------ INPUT FOR THIS TASK

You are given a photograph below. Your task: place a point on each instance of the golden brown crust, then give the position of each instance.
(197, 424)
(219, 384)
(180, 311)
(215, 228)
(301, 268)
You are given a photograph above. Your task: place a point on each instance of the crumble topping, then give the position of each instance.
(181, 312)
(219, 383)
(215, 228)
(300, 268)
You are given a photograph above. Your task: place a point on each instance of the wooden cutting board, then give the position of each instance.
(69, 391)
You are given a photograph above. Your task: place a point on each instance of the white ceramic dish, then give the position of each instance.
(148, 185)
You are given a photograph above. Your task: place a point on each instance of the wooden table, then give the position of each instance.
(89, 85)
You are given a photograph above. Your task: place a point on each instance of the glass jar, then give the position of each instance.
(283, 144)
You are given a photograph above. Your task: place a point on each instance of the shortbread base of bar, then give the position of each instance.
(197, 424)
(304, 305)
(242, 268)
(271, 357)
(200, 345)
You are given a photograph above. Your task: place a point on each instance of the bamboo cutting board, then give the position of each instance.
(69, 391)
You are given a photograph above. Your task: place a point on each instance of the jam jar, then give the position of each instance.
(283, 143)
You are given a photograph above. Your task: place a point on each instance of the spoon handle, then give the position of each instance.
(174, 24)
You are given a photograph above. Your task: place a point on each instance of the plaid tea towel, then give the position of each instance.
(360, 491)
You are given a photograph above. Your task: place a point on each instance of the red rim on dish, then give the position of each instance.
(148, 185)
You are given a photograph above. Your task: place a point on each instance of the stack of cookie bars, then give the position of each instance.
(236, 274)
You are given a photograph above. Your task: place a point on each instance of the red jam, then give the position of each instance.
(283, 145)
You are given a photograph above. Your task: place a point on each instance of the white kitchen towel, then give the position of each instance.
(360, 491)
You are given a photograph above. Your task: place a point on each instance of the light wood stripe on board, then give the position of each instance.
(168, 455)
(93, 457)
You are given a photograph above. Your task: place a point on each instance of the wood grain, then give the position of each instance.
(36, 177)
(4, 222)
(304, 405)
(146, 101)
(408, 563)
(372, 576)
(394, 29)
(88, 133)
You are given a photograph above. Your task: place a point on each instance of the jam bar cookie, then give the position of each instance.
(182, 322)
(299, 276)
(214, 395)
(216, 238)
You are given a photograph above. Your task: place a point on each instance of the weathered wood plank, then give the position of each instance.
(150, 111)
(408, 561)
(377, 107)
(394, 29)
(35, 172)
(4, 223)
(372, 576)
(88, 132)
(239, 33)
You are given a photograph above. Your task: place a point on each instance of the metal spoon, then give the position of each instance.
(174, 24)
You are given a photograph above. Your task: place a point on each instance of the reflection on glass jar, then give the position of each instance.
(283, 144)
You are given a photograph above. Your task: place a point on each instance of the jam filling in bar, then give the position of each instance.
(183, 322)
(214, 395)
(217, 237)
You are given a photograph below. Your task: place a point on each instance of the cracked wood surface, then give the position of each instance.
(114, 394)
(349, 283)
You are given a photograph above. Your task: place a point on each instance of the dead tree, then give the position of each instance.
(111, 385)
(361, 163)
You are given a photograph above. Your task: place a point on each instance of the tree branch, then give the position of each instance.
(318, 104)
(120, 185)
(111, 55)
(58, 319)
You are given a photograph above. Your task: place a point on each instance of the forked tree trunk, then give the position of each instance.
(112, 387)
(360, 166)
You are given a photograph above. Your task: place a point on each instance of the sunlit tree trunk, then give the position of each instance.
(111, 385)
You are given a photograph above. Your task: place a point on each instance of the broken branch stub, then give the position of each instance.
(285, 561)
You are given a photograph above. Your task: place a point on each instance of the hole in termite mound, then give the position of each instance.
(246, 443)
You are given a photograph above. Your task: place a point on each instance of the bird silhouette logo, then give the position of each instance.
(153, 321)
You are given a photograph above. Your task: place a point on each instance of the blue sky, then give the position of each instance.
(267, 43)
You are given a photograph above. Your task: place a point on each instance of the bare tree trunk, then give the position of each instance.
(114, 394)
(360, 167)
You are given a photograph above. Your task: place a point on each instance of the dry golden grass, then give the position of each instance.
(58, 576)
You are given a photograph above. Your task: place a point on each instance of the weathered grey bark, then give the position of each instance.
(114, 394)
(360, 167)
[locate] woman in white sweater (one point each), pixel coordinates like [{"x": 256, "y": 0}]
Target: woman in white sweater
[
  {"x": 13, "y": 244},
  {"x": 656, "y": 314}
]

------------

§ **TASK TO COMPLETE**
Each entry shown above should be copied out exactly.

§ **RESULT**
You are given a photograph below. Your task: place a point on each instance of the golden brown crust, then give the position of each instance.
(197, 424)
(219, 384)
(180, 311)
(215, 228)
(301, 268)
You are given a photograph above. Your task: place a point on each instance of the crumble topping, then give the position of each instance.
(181, 312)
(219, 383)
(215, 228)
(300, 268)
You are given a photograph above. Your task: place a point on each instance of the wooden cutting board, then give the position of each instance.
(69, 391)
You are given a photograph above. Your task: place a point on each instance of the white ceramic dish, then give the position of each instance.
(148, 185)
You are given a photograph above. Your task: place a point on each instance of the wooden table, then give the position of each instance.
(89, 85)
You are given a photograph above. Your task: place a point on each instance of the glass jar, then give the position of each instance.
(283, 144)
You are given a photograph above. Your task: place a point on each instance of the shortbread base of bar, then give the position of each instance.
(197, 424)
(304, 305)
(242, 268)
(271, 357)
(200, 345)
You are given a photograph above. Your task: place a point on each instance of the bamboo cutting board, then give the position of each instance.
(69, 391)
You are given a photograph above. Your task: place a point on each instance of the jam jar, then give the position of each instance.
(283, 143)
You are given a photograph above. Your task: place a point on each instance of the spoon handle, then give the position of each instance.
(174, 24)
You are given a photograph above. Your task: place a point on each instance of the plaid tea towel, then give the position of each instance.
(360, 491)
You are given a photograph above. Your task: place a point on each instance of the red rim on dish, then give the position of each instance.
(148, 185)
You are given a photograph above. Your task: place a point on each instance of the stack of cookie bars, then give the position of each instance.
(236, 274)
You are given a photograph above. Your task: place a point on each instance of the red jam, then give the position of each instance.
(283, 145)
You are given a photograph above. Your task: place a point on each instance of the white kitchen towel, then give the position of each instance.
(360, 491)
You are given a photograph above. Your task: place a point on each instance of the light wood stripe on board, then give the position of each instance.
(168, 455)
(93, 457)
You are given a photograph above. Your task: place a point on each instance of the wood grain, then give the position of each instance.
(36, 177)
(4, 222)
(304, 405)
(146, 101)
(408, 563)
(372, 576)
(394, 29)
(88, 133)
You are given a photograph above. Your task: place a point on each instance of the jam bar cookie, then give the position of each instance.
(182, 322)
(299, 276)
(214, 395)
(216, 238)
You are given a photograph above. Your task: place a point on each instance of the weathered wood plank, then give the position of each instance.
(150, 111)
(408, 561)
(377, 107)
(394, 29)
(35, 172)
(4, 223)
(372, 576)
(88, 132)
(239, 33)
You are given a photograph above. Your task: place a point on each instance of the metal spoon, then give the position of each instance.
(174, 24)
You are given a photograph above. Your task: place a point on each instance of the reflection on glass jar, then give the position of each instance.
(283, 144)
You are given a photograph above. Your task: place a point on each instance of the jam filling in bar, then give the position of each instance.
(183, 322)
(214, 395)
(217, 237)
You are given a photograph below. Your task: place a point on each instance of the cracked wood surface, then give the position of each instance.
(114, 394)
(349, 283)
You are given a photograph above. Your task: place a point on each instance of the dead tree, then give the position of each instance.
(111, 385)
(361, 163)
You are given a photograph above. Your task: place a point on each instance of the tree branch, then give the position of each instance.
(318, 104)
(120, 185)
(111, 55)
(58, 319)
You are given a photograph above. Your task: place a point on each instance of the forked tree trunk, then give the position of each instance.
(112, 387)
(360, 166)
You are given a photograph above. Your task: place a point on each instance of the sunlit tree trunk, then give the position of each instance.
(111, 385)
You are given a photograph above. Your task: place a point on each instance of the broken branch stub, then give the position of each instance.
(285, 561)
You are given a photograph above. Your task: place a point on each instance of the hole in termite mound, then give the position of each instance.
(246, 443)
You are given a photograph above. Your task: place a point on each instance of the bird silhouette logo, then give the position of each instance.
(153, 321)
You are given a photograph above. Your task: place a point on each instance of the blue sky, then give the position of each instance.
(267, 43)
You are given a photograph above. Your task: place a point on each instance of the bare tree trunk, then give the position of each instance.
(114, 394)
(360, 167)
You are given a photograph above. Your task: place a point on each instance of the dry golden grass, then give the position of each instance.
(58, 576)
You are given a photograph above. Your task: place a point on each instance of the weathered grey bark, then give the position of each instance.
(114, 394)
(360, 167)
[locate] woman in white sweater (one point each), pixel coordinates like [{"x": 256, "y": 0}]
Target: woman in white sweater
[
  {"x": 13, "y": 244},
  {"x": 656, "y": 314}
]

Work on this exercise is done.